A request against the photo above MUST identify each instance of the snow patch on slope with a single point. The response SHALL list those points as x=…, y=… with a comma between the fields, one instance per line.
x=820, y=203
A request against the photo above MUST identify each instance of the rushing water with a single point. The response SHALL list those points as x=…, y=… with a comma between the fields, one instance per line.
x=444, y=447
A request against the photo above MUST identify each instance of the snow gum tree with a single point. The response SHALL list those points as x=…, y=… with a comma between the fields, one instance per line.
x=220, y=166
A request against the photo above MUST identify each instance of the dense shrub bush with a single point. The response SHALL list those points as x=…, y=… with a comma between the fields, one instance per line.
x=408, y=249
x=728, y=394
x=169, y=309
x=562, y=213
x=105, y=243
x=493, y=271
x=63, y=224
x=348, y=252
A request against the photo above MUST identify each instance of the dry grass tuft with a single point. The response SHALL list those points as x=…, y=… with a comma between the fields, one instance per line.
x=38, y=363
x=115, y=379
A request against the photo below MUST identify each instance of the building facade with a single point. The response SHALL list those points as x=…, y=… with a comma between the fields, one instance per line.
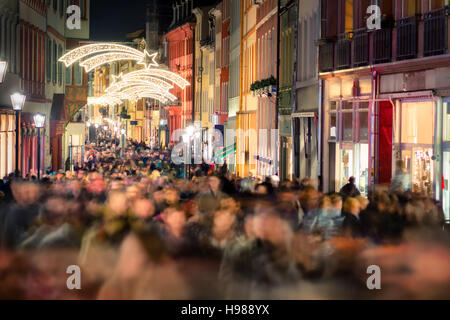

-----

Directions for this task:
Transcribe each entry above without alteration, but keep the pictures out.

Response box:
A request against the photo above MUST identify each instance of the snow patch on slope with a single point. The response SHALL list those points as x=…, y=… with a comma between the fields, one instance per line.
x=820, y=203
A request against the photo above MUST identify each instance of the rushing water with a single point. The response SHALL list those points as x=…, y=… with a comma between the fields, one instance per line.
x=444, y=447
A request against the photo above MUST identify each instance of the snow gum tree with a single point. The response SHALL list those points as x=…, y=… with a comma between the fields, one instance per line.
x=220, y=166
A request against the photo above MUST identify each instance of the dense shrub bush with a single point. The response SHALL list those points as x=…, y=… with a comma between the fields, one instance per line.
x=408, y=249
x=728, y=394
x=169, y=309
x=562, y=213
x=105, y=243
x=493, y=271
x=63, y=224
x=348, y=252
A request against the photo above MUST identify each instance of the dry grass tuft with a single point. The response SHALL list those points as x=…, y=… with a comma between the fields, one instance per line.
x=38, y=363
x=115, y=379
A request against the photo below MUST identify each instance of the building facade with a single point. The response SHALL list those points as x=…, y=… with a comma between the fields, one instance per line.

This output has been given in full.